TUGAS 1 » Menurut bacaan tentang pendakian ke puncak Sumbing, berapa ketinggian puncak Sumbing?
TUGAS 2 » Tampilkan bagian bacaan tentang pendakian ke puncak Sumbing dari "Bang Menong Lagi" sampai "anak tersebut tertolong." tanpa mengubah satu kata pun.

BAHAN BACAAN »

----

Bang Menong Lagi Masak Bakwan Gunung

             Jam 4 subuh kami memulai summit attack. Berangkat dengan tubuh yang mengigil disertai pemanasan seadanya, kami beranjak naik. Pasar watu merupakan tempat yang akan kami lalui selanjutnya. Dinamakan pasar watu karena batu-batu disana bersusun menjadi seperti pasar (menurutku di sini merupakan lokasi pengambilan gambar terbaik daripada di puncak malah). Saat naik, kami melihat seorang anak yang ketinggalan rombongan sedang mengalami gejala hipotermia. Langsung saja Bang Babal yang sudah mahir dengan sigap memberikan pertolongan. Untungnya anak tersebut tertolong.

            Matahari semakin naik dan kami sengaja tidak sampai puncak terburu-buru, melihat kondisi cuaca yang agak mendung jadi tidak memungkinkan untuk melihat sunrise. Akhirnya kurang lebih jam 6 lewat, kami sudah berada di puncak Sumbing. Puncak Sumbing memiliki ketinggian 3371 Mdpl. Dari puncak ini kita bisa melihat gunung Merapi dan Merbabu di sebelah Timur, gunung Slamet dan Ciremai di sebelah Barat Daya, Sindoro dan Prau di sebelah Barat, dan Andong di sebelah Utara.

----

DATA YANG DIBERIKAN »
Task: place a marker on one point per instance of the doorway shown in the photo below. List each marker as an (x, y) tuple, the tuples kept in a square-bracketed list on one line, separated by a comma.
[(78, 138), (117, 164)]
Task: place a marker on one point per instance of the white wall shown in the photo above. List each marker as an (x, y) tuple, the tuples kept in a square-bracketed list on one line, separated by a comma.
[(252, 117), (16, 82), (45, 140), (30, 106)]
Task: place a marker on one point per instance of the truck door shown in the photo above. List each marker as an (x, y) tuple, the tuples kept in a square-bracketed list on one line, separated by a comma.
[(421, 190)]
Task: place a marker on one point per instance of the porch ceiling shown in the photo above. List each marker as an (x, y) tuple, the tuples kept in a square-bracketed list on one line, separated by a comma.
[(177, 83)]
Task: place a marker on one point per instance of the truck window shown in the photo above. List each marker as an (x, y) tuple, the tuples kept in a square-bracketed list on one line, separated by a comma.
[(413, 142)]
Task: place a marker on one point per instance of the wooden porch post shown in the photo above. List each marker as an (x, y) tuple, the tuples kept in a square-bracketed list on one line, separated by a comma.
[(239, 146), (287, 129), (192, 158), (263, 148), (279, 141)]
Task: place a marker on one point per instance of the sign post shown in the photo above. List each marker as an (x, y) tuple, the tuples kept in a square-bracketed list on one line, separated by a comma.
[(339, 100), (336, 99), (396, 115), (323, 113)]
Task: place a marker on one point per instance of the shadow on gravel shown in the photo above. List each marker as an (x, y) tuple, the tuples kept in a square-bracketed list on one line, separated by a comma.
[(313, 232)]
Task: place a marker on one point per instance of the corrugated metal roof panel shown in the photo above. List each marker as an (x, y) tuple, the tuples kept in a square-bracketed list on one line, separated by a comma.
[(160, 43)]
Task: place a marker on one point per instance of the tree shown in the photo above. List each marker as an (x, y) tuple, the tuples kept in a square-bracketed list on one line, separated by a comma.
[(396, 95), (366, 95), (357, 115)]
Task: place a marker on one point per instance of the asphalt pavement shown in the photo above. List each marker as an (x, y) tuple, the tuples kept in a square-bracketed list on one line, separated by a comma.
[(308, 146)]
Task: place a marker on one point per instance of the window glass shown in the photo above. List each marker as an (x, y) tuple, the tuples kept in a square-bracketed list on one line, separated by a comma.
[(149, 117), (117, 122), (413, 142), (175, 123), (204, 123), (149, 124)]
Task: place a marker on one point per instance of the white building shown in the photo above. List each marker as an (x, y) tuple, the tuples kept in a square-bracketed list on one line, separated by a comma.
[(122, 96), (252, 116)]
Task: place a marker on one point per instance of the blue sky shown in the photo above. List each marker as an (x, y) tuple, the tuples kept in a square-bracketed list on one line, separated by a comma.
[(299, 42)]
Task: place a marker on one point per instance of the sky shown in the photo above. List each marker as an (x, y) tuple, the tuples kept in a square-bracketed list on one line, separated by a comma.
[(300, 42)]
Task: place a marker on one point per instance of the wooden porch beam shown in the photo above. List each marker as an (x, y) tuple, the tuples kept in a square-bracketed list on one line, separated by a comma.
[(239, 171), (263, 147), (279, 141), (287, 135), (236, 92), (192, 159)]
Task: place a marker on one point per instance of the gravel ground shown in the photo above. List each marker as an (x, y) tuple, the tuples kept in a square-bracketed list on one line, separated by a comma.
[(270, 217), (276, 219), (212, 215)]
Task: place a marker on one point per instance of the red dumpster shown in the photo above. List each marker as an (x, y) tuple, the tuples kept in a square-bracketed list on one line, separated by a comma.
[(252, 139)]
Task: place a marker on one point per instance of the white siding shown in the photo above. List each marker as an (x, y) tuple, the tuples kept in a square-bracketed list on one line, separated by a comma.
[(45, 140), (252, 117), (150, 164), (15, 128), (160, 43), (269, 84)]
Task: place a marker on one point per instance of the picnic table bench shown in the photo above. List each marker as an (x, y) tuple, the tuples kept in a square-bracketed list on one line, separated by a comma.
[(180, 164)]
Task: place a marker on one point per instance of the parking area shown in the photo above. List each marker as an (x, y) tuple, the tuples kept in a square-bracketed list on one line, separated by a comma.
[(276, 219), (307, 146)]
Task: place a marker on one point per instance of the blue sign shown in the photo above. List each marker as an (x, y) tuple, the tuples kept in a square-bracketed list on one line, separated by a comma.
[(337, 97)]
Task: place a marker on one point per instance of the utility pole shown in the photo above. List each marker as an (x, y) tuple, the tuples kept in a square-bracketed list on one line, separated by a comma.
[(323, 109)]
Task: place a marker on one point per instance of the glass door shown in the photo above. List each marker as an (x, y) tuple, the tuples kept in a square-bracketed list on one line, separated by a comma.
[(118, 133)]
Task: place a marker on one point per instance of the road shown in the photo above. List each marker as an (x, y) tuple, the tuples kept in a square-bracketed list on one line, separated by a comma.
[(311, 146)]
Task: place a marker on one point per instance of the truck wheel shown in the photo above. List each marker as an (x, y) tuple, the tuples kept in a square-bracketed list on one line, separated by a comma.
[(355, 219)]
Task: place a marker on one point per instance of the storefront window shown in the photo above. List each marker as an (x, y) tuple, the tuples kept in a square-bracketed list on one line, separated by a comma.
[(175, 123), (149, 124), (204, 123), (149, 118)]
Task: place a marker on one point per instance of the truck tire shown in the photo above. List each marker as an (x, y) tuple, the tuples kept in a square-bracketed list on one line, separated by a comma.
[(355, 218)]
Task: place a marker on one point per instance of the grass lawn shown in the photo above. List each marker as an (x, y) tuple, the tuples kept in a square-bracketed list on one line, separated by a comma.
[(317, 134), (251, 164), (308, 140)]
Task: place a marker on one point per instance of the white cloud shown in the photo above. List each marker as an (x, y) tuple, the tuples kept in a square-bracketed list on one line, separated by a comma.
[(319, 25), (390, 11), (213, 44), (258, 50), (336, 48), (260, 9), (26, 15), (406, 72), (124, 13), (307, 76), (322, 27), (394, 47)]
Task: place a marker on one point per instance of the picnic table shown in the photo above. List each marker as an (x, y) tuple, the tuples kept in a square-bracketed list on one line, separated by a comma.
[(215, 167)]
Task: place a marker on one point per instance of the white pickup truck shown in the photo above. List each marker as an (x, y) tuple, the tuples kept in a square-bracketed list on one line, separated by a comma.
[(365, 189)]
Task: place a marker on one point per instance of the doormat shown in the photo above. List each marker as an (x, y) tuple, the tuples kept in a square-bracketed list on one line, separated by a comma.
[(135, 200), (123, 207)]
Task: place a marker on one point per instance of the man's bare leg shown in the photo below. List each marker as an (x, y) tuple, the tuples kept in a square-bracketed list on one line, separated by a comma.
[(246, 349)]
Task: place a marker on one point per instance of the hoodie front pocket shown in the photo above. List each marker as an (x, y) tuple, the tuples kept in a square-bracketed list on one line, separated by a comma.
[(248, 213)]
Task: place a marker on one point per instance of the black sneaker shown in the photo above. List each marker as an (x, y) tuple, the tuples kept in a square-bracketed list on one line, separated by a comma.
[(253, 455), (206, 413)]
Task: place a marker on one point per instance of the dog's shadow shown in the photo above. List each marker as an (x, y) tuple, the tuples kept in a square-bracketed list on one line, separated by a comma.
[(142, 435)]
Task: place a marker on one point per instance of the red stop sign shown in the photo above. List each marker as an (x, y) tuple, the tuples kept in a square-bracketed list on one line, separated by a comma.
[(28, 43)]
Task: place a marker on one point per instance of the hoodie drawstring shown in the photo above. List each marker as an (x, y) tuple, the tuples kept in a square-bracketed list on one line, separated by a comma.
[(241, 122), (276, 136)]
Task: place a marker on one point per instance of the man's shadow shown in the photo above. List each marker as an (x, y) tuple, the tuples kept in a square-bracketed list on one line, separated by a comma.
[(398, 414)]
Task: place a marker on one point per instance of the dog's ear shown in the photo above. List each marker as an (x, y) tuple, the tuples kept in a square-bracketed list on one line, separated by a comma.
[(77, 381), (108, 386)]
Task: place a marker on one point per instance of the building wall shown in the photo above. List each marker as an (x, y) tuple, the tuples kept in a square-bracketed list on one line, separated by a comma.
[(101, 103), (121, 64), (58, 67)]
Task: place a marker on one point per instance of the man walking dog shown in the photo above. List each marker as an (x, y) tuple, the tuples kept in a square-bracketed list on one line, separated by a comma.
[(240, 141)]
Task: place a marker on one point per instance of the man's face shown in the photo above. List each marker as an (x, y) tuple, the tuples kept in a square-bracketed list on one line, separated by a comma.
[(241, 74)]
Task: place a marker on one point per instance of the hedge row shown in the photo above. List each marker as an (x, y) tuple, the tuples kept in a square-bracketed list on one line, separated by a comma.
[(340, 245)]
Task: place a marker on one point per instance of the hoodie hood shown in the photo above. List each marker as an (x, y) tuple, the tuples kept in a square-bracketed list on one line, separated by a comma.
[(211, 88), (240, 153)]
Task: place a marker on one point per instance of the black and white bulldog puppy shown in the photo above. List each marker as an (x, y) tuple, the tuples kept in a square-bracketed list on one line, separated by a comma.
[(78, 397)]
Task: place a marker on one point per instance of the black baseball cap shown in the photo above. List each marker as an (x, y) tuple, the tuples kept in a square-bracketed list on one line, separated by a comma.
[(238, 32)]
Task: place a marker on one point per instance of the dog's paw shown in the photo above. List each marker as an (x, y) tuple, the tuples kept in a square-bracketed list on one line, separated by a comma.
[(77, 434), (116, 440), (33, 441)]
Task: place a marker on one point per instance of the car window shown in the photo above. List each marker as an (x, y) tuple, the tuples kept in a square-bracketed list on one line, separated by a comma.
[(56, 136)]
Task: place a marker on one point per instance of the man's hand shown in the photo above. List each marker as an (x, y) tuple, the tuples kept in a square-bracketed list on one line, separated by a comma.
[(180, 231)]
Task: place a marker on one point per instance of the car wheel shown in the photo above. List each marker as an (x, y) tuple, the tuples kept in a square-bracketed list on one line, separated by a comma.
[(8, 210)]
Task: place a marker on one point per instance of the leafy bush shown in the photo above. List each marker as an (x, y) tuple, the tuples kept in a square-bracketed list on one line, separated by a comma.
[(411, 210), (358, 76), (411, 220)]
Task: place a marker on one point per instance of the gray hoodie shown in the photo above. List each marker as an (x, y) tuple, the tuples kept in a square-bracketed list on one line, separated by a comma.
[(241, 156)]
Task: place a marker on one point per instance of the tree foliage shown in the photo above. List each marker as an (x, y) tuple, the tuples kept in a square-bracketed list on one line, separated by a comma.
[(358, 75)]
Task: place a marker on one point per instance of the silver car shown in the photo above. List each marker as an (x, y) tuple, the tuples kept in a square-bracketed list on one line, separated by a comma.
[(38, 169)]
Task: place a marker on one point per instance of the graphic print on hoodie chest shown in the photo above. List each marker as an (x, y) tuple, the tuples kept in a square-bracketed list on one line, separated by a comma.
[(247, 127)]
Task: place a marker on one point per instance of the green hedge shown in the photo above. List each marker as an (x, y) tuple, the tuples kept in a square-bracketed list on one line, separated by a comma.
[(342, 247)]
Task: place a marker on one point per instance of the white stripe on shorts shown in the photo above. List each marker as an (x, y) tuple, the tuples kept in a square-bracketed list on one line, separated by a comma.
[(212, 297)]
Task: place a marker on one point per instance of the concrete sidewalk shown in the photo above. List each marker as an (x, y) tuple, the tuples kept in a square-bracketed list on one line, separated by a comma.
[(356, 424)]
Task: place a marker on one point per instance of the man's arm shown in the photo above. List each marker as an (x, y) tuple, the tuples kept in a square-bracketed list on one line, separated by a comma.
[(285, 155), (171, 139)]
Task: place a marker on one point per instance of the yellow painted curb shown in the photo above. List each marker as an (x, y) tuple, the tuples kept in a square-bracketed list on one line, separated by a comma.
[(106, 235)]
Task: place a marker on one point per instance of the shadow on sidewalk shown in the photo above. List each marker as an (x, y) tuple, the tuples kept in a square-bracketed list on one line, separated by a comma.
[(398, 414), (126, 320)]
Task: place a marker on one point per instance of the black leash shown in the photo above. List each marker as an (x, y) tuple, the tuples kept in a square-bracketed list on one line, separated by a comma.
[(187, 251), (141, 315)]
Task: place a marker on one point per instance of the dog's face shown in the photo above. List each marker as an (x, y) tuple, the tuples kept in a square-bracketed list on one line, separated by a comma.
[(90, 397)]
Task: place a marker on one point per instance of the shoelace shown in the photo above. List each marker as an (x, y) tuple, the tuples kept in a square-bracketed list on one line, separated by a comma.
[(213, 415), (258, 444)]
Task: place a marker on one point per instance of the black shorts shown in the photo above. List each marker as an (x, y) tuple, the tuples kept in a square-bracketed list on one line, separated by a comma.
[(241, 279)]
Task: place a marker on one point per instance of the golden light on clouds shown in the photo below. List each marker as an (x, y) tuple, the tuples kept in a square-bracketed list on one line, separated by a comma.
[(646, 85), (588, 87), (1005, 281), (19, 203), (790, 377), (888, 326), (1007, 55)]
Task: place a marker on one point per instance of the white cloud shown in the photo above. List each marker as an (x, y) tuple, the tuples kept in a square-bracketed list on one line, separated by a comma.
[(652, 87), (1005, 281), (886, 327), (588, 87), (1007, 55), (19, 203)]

----

JAWABAN LENGKAP 1 » Puncak Sumbing memiliki ketinggian 3371 Mdpl.

JAWABAN LENGKAP 2 »
Bang Menong Lagi Masak Bakwan Gunung

             Jam 4 subuh kami memulai summit attack. Berangkat dengan tubuh yang mengigil disertai pemanasan seadanya, kami beranjak naik. Pasar watu merupakan tempat yang akan kami lalui selanjutnya. Dinamakan pasar watu karena batu-batu disana bersusun menjadi seperti pasar (menurutku di sini merupakan lokasi pengambilan gambar terbaik daripada di puncak malah). Saat naik, kami melihat seorang anak yang ketinggalan rombongan sedang mengalami gejala hipotermia. Langsung saja Bang Babal yang sudah mahir dengan sigap memberikan pertolongan. Untungnya anak tersebut tertolong.